Records from a point labeling set

►

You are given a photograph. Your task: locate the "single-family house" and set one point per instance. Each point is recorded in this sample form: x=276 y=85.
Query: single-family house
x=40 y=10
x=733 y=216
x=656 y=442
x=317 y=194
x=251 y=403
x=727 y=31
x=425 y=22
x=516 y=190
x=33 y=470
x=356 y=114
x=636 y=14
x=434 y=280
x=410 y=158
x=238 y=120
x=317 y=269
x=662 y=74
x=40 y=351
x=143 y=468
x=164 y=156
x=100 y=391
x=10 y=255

◄

Extract each record, keeping it identical to the original.

You are given a photograph. Your task: locate the "single-family house" and set one point per instance. Each point is recorded in this sample form: x=276 y=85.
Query: single-family house
x=40 y=10
x=733 y=216
x=656 y=442
x=317 y=194
x=251 y=403
x=727 y=31
x=425 y=22
x=516 y=190
x=33 y=470
x=356 y=114
x=636 y=14
x=434 y=280
x=410 y=158
x=238 y=120
x=317 y=269
x=662 y=74
x=40 y=351
x=143 y=468
x=164 y=156
x=100 y=391
x=10 y=255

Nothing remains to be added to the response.